EXERCISE GOAL. Could you switch "venture capital" to "private equity" and give the stretch of the text on Acutus Medical's IPO from "The company launched" through "the next year." again?

TEXT.
────────

The arrhythmia-focused Acutus Medical has moved forward with its IPO, with plans to raise about $158.8 million to help expand its commercial teams and complete the clinical testing of its heart-mapping catheters.
The company launched on the Nasdaq under the ticker “AFIB,” reflecting its work in atrial fibrillation. Acutus started with an offering of more than 8.8 million shares at $18 each, to more than double the $75 million it initially announced more than three weeks ago. That price rose nearly 50% after trading began, to about $26.50.
One year ago, Acutus brought in $100 million in venture capital funding through its series D round, plus $70 million in credit provided by Deerfield Management and an OrbiMed fund. With the latest IPO net proceeds, plus its existing cash and revenues, the company said in its prospectus that it expects to have enough to support both its commercial expansion and R&D activities for the next year.
This past February, the company received an FDA clearance for a real-time, 3D heart-mapping algorithm, to help electrophysiologists diagnose and treat both constant and transient arrhythmias.
The AcQMap system allows physicians to map the electrical activity of the heart’s chambers and perform an ablation, then re-check the cardiac tissue to confirm the effect. It also identifies regions of slow electrical conduction, or focal points causing irregular activity that can lead to an irregular heartbeat.
More recently, Acutus launched an electrophysiology collaboration with the German medical device maker Biotronik in May, to provide a portfolio of catheter-based mapping and ablation products in select markets such as Europe and Asia.
Another of the alliance’s goals is to link a range of devices through Biotronik’s network, to help share real-time patient monitoring data following ablation procedures.
Acutus also worked with Stereotaxis to integrate its treatments with the latter’s telerobotic support. This allowed a patient to be treated with Acutus’ AcQMap system and Stereotaxis’ magnetic navigation system—consisting of two robotically controlled magnet arms placed on either side of the patient, which control a catheter with a magnet in its tip as it moves through the body. This also lets physicians and staff remain outside the procedure room, reducing radiation exposure.

────────

GIVEN ENTRIES.

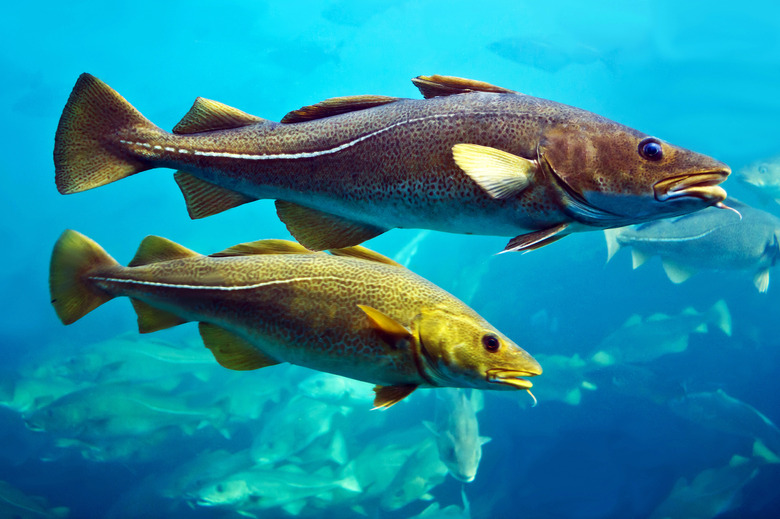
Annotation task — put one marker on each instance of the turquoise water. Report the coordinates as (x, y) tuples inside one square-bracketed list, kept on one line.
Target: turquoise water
[(700, 75)]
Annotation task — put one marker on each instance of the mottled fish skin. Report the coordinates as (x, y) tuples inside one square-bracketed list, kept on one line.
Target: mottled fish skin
[(382, 163), (311, 309), (708, 239)]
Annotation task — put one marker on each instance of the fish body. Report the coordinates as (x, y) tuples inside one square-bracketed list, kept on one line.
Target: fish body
[(471, 158), (353, 313), (763, 176), (456, 429), (708, 239), (642, 340)]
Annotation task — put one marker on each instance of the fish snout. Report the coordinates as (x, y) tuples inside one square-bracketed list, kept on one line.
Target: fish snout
[(703, 186)]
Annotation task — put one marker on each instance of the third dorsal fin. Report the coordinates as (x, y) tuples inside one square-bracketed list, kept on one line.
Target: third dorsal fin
[(207, 115), (336, 106), (437, 86)]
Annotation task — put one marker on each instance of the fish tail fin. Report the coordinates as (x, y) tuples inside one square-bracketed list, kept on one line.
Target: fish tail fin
[(74, 257), (720, 316), (612, 244), (84, 155)]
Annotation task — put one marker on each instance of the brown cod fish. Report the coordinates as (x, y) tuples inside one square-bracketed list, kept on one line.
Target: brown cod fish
[(470, 158), (353, 312)]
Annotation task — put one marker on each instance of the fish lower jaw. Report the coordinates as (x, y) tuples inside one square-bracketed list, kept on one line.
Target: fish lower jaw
[(703, 186), (512, 378)]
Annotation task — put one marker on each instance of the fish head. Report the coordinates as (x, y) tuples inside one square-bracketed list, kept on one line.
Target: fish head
[(461, 349), (609, 175)]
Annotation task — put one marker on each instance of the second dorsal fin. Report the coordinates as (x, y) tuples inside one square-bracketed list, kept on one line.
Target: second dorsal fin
[(365, 254), (437, 86), (336, 106), (207, 115), (154, 249)]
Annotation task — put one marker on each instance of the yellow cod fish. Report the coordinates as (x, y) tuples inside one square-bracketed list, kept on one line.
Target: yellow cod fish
[(470, 158), (353, 312)]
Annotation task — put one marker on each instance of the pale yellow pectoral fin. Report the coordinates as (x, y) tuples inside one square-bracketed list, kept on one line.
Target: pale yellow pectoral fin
[(232, 351), (677, 273), (392, 332), (761, 281), (204, 198), (207, 115), (336, 106), (263, 247), (638, 258), (317, 230), (387, 396), (437, 86), (499, 173), (151, 319), (154, 249), (365, 254), (537, 239)]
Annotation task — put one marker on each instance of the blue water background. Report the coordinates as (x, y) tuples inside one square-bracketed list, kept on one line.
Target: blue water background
[(703, 75)]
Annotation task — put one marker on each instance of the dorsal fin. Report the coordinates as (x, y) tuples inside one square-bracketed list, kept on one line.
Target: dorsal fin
[(154, 249), (437, 86), (207, 115), (365, 254), (232, 351), (263, 247), (336, 106), (204, 198)]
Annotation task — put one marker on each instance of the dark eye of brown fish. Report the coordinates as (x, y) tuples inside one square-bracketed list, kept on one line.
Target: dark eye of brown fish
[(651, 149), (491, 342)]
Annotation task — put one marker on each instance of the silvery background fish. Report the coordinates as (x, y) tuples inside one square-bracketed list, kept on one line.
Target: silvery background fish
[(763, 176), (353, 312), (708, 239), (471, 158)]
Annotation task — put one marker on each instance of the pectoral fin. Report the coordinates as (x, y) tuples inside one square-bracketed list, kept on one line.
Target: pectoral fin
[(232, 351), (437, 86), (317, 230), (392, 332), (387, 396), (537, 239), (499, 173), (204, 198)]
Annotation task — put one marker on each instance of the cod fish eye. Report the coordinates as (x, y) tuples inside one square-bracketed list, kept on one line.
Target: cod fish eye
[(651, 149), (491, 342)]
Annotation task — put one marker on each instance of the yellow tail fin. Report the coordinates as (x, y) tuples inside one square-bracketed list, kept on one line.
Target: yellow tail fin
[(83, 156), (73, 258)]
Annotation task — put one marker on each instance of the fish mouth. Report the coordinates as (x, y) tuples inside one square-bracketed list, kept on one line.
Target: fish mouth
[(511, 377), (703, 186)]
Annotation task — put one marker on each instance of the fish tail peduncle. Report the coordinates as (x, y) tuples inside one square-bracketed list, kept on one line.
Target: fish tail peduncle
[(74, 257), (85, 157)]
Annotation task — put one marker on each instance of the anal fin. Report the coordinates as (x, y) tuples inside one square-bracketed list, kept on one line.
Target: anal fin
[(537, 239), (151, 319), (205, 199), (318, 230), (387, 396), (232, 351)]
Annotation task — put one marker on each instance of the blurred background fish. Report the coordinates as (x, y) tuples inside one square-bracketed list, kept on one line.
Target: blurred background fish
[(746, 239)]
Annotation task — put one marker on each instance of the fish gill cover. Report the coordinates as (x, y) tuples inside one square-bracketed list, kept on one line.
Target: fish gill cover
[(658, 399)]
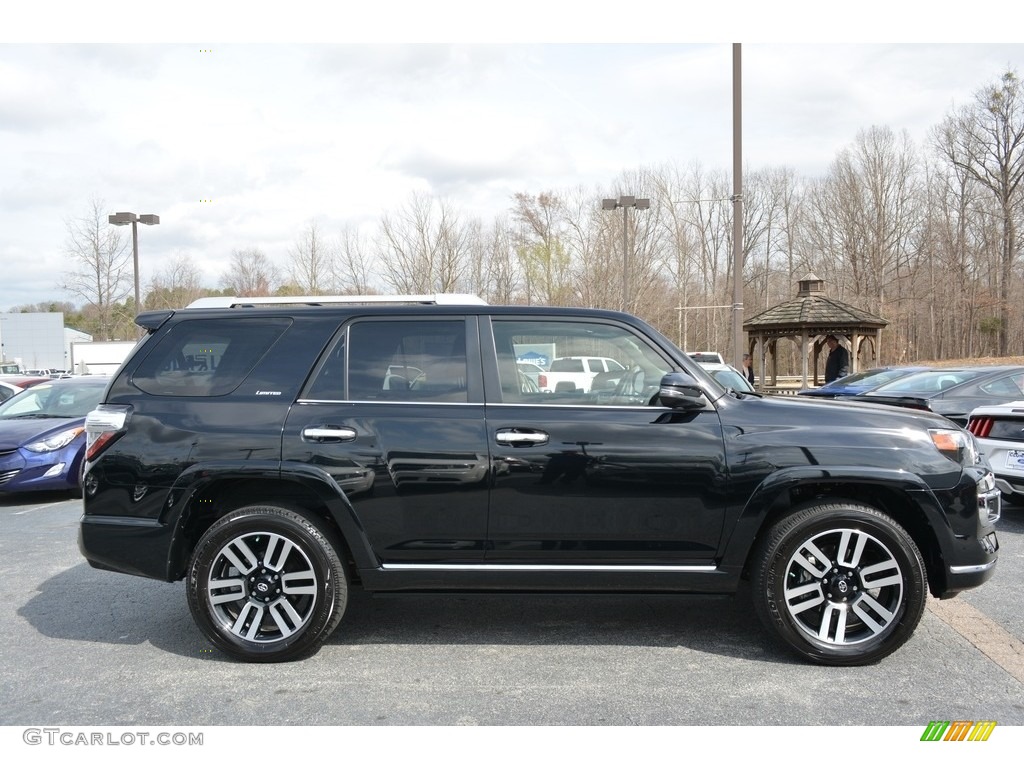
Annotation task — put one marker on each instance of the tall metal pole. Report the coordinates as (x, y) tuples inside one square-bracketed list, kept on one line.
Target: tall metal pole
[(626, 259), (737, 212), (134, 257)]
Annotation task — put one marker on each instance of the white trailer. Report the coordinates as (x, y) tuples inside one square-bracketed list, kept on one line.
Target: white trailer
[(98, 356)]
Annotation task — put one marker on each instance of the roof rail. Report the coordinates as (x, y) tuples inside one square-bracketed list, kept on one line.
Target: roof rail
[(221, 302)]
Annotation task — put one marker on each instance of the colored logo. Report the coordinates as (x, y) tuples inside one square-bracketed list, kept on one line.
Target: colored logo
[(958, 730)]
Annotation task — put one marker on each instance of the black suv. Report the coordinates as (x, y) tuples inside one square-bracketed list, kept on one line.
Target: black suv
[(278, 456)]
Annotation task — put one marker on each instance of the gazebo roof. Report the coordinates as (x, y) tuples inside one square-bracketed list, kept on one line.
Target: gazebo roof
[(814, 312)]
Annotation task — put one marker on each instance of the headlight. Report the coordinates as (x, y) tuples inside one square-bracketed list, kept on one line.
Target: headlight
[(955, 443), (54, 442)]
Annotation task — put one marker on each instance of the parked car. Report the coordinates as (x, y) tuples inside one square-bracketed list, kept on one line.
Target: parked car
[(952, 392), (999, 431), (862, 381), (532, 372), (42, 434), (230, 476), (708, 357), (6, 390), (576, 374)]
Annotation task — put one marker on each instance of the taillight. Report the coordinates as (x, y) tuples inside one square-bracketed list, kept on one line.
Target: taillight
[(980, 426), (102, 426)]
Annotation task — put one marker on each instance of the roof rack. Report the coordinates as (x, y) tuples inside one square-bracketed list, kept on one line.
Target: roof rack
[(221, 302)]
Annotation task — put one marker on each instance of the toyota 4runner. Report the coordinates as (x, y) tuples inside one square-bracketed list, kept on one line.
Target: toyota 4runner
[(276, 456)]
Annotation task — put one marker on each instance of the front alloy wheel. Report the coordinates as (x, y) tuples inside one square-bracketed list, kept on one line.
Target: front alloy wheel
[(841, 584), (266, 585)]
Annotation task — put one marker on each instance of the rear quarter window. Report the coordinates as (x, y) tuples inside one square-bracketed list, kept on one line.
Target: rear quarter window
[(207, 357)]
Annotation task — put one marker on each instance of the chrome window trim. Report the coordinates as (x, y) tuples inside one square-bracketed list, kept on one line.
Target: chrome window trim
[(556, 568), (306, 400)]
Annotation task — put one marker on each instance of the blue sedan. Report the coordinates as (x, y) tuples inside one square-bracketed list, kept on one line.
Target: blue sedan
[(42, 434)]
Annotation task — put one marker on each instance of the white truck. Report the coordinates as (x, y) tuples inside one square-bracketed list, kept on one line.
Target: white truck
[(98, 356), (576, 374)]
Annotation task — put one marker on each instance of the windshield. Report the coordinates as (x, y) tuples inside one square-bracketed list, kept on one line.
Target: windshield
[(65, 398), (928, 382)]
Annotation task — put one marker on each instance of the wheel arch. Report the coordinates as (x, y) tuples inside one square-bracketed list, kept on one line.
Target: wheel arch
[(897, 495), (209, 497)]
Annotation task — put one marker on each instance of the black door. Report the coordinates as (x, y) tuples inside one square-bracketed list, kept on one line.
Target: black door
[(598, 475), (395, 416)]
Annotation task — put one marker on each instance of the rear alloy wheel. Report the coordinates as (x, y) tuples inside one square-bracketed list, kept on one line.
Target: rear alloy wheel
[(266, 584), (841, 584)]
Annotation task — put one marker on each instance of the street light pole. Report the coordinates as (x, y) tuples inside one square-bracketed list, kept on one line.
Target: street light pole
[(626, 202), (122, 218)]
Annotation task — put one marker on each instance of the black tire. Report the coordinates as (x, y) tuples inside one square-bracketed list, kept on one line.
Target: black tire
[(840, 584), (266, 584)]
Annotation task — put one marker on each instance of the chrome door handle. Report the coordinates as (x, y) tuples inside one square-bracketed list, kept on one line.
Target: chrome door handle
[(328, 433), (521, 437)]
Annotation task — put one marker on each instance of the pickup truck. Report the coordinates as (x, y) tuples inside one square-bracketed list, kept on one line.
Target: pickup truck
[(576, 374)]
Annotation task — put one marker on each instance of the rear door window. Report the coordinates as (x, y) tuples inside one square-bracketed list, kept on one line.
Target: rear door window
[(208, 357)]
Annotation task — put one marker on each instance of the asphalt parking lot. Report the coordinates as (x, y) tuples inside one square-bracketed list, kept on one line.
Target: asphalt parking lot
[(86, 647)]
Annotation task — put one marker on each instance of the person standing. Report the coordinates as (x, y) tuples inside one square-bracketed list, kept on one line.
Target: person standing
[(838, 363), (749, 368)]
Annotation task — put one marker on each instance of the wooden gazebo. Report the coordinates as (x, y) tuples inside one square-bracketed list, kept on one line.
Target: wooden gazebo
[(806, 321)]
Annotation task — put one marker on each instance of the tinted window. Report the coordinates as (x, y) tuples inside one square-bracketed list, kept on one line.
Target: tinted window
[(207, 357), (1006, 385)]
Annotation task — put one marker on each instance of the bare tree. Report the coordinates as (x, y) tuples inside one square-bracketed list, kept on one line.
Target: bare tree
[(251, 273), (353, 265), (543, 255), (177, 285), (985, 140), (424, 247), (101, 274), (312, 267)]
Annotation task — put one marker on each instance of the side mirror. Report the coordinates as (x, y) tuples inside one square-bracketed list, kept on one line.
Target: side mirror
[(679, 390)]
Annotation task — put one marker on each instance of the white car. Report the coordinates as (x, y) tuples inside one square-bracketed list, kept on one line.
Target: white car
[(728, 377), (576, 374), (999, 431)]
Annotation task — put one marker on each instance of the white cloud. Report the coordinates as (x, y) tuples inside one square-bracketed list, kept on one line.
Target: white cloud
[(276, 135)]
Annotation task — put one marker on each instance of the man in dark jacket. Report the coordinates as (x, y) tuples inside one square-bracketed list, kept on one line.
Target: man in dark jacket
[(838, 364)]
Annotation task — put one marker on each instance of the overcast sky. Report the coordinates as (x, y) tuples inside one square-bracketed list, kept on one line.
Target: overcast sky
[(239, 143)]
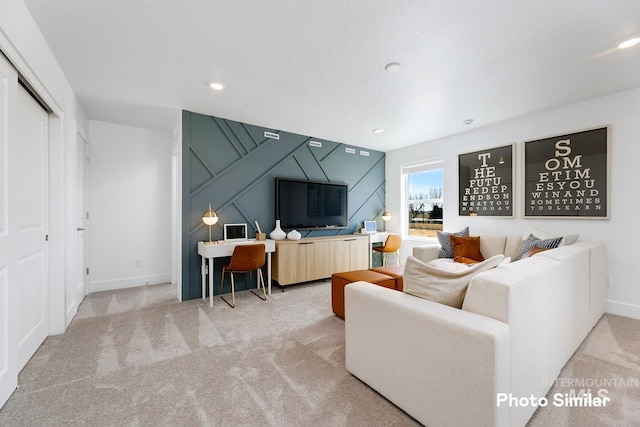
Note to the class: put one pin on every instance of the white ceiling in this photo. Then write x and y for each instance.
(317, 67)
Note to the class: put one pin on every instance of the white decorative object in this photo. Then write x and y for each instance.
(294, 235)
(278, 233)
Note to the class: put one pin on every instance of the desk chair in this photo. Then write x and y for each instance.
(245, 258)
(391, 244)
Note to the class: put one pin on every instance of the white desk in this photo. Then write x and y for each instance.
(377, 237)
(225, 249)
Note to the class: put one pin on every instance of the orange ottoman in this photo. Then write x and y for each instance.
(395, 271)
(340, 280)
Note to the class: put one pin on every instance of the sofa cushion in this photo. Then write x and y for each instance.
(533, 241)
(440, 285)
(466, 247)
(446, 247)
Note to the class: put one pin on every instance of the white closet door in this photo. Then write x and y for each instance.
(8, 260)
(29, 176)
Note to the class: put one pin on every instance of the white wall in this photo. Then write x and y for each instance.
(130, 206)
(621, 112)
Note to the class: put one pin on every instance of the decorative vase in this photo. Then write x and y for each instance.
(277, 233)
(294, 235)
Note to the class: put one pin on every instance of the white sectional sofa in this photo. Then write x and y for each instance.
(518, 326)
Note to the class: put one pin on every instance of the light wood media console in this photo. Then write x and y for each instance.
(314, 258)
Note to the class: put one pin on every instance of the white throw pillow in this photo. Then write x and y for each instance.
(442, 285)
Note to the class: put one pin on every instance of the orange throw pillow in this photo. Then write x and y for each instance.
(467, 247)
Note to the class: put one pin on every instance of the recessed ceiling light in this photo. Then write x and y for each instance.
(392, 67)
(629, 43)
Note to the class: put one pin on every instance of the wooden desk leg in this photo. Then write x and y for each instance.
(203, 273)
(269, 271)
(211, 271)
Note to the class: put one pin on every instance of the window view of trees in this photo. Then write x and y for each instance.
(425, 202)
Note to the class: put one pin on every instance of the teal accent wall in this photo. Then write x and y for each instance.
(233, 166)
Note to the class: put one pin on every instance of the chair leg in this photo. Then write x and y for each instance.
(264, 292)
(233, 294)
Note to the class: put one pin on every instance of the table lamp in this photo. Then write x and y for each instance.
(210, 217)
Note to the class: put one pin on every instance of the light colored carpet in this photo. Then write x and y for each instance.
(137, 357)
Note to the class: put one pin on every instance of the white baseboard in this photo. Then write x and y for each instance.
(623, 309)
(128, 282)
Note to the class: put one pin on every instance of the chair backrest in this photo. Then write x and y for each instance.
(392, 243)
(247, 257)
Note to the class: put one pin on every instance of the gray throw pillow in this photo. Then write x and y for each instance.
(446, 247)
(535, 242)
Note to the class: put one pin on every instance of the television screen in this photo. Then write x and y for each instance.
(308, 205)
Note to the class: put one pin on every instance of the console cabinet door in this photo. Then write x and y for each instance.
(359, 254)
(289, 265)
(317, 261)
(339, 257)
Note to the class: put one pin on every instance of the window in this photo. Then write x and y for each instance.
(423, 197)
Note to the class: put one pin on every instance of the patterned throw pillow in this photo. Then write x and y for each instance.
(534, 242)
(446, 247)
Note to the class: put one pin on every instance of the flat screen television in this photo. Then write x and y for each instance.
(311, 205)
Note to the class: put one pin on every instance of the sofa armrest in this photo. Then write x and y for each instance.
(426, 253)
(427, 357)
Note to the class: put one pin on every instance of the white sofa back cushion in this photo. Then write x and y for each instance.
(441, 285)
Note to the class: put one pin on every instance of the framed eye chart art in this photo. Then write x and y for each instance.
(567, 176)
(485, 182)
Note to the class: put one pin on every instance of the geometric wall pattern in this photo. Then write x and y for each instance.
(233, 166)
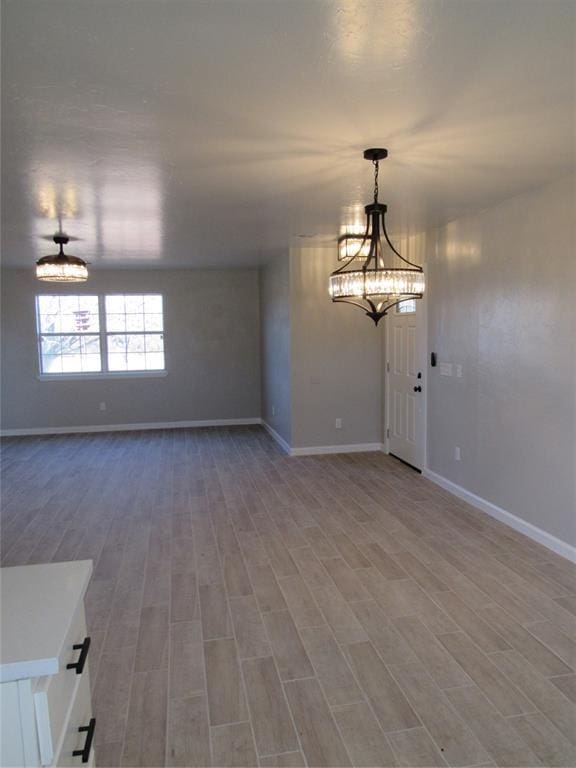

────────

WRITTEN REPLY.
The company launched on the Nasdaq under the ticker “AFIB,” reflecting its work in atrial fibrillation. Acutus started with an offering of more than 8.8 million shares at $18 each, to more than double the $75 million it initially announced more than three weeks ago. That price rose nearly 50% after trading began, to about $26.50.
One year ago, Acutus brought in $100 million in private equity funding through its series D round, plus $70 million in credit provided by Deerfield Management and an OrbiMed fund. With the latest IPO net proceeds, plus its existing cash and revenues, the company said in its prospectus that it expects to have enough to support both its commercial expansion and R&D activities for the next year.